Instructions for the task:
Verbatim copy without images: repeat the records in full.
────────
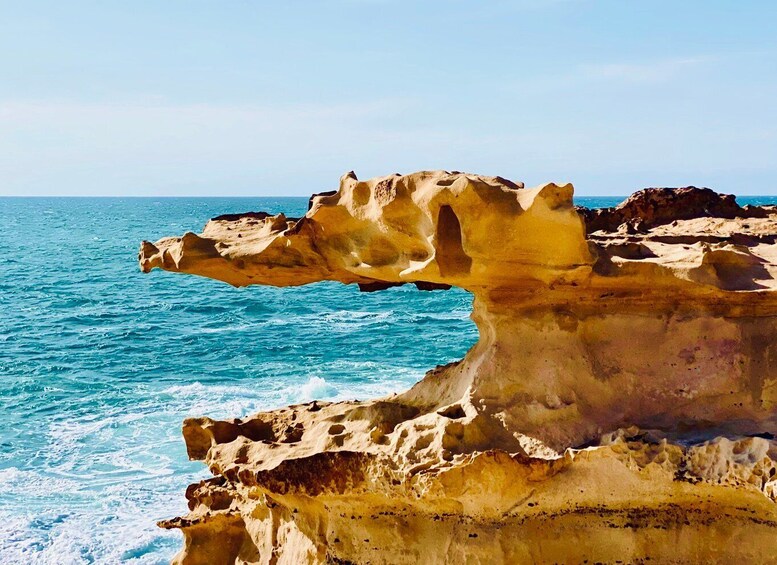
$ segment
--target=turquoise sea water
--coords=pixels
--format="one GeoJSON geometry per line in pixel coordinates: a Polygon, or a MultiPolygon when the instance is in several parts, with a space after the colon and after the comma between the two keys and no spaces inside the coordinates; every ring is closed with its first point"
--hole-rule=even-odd
{"type": "MultiPolygon", "coordinates": [[[[581,198],[588,206],[619,198],[581,198]]],[[[777,203],[777,198],[739,198],[777,203]]],[[[138,271],[142,239],[306,198],[0,198],[0,563],[166,563],[208,475],[187,416],[407,388],[474,343],[471,297],[235,289],[138,271]]]]}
────────
Solution below:
$ segment
--target=turquoise sea water
--coords=pixels
--format="one GeoJSON geometry per line in pixel coordinates: a Polygon, or a MultiPolygon when the instance is in several parts, with a space after the colon and after the comma between the two keys and no spaces inside the coordinates; every ring is closed with its first point"
--hole-rule=even-odd
{"type": "MultiPolygon", "coordinates": [[[[581,198],[588,206],[619,198],[581,198]]],[[[777,203],[777,198],[739,198],[777,203]]],[[[138,271],[142,239],[306,198],[0,198],[0,563],[166,563],[208,475],[187,416],[407,388],[474,343],[471,297],[235,289],[138,271]]]]}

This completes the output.